[START OF Dataset extract]

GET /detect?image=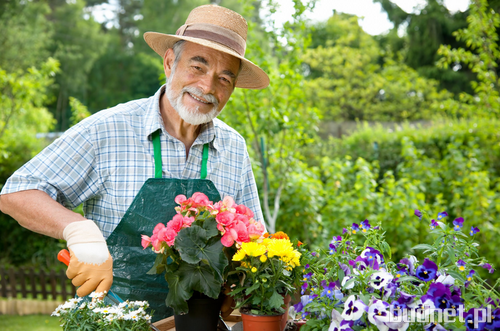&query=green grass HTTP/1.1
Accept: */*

[0,315,62,331]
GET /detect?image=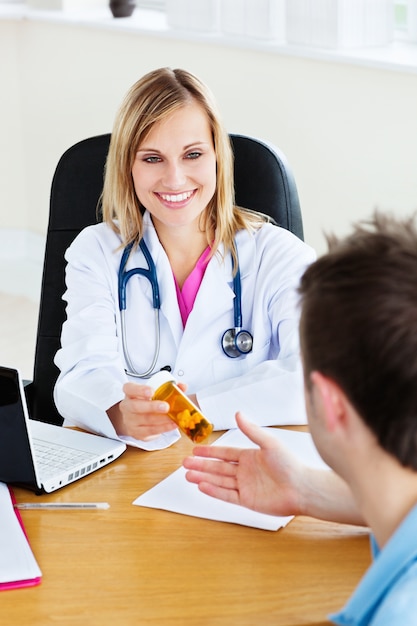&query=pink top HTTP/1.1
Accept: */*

[174,246,210,326]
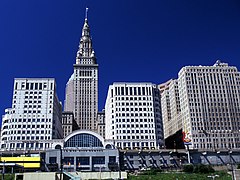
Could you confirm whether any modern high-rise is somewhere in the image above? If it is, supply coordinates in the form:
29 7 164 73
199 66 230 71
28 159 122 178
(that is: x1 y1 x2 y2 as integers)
158 79 184 149
97 109 105 139
64 9 98 131
159 61 240 150
105 83 164 149
1 78 63 150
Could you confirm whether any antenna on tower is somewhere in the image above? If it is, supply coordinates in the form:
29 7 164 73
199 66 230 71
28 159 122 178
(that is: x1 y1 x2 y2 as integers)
85 7 88 20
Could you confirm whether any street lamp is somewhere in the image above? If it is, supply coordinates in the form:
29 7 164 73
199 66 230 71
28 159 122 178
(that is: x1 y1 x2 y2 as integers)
55 145 63 180
228 149 234 180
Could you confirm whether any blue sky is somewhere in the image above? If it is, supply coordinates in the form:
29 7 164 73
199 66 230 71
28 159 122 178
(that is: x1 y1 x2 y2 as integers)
0 0 240 114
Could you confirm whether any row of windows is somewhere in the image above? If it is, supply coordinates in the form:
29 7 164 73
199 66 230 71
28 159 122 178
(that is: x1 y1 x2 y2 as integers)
116 108 153 111
116 119 153 123
117 142 155 148
116 113 153 117
116 102 152 106
4 124 52 129
5 135 51 141
117 129 154 134
111 87 152 97
115 123 154 129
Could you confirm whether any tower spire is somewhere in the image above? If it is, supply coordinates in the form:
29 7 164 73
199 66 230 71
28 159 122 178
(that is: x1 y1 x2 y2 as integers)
76 7 96 64
85 7 88 20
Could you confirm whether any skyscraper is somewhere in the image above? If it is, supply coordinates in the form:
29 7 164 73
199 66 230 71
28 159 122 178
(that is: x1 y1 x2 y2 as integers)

[END OF Dataset extract]

Given request: Copy out the stretch from the line containing "Could you confirm whether any blue" through the end of the records, substituting "provide" for "supply" and changing nothing else.

Result below:
Could you confirm whether any blue sky is somewhere in the image above? If it is, provide coordinates in the form:
29 7 164 73
199 66 230 71
28 159 122 178
(that is: x1 y1 x2 y2 as integers)
0 0 240 114
Could you confirm whether any row of windows is somewhere in the image above? If it is, provide coordinates in the form:
29 7 164 73
199 66 230 71
28 159 122 178
(that is: x1 y1 x2 y2 as integers)
116 108 153 111
116 119 153 123
117 142 155 148
116 113 153 117
116 102 152 106
4 124 52 129
5 135 51 141
117 129 154 134
111 87 152 97
115 123 154 129
Could you confirm whether any tower spire is somewhere in the image above? If it is, provide coordinates in the form:
29 7 164 73
199 66 230 71
28 159 122 178
(that is: x1 y1 x2 y2 as integers)
76 7 96 64
85 7 88 20
Could you confirm whether any skyscraper is somewhere in the image above? If it is, provide coordinates in the form:
29 7 164 73
199 66 230 71
28 159 122 178
(that is: x1 y1 x2 y2 as integers)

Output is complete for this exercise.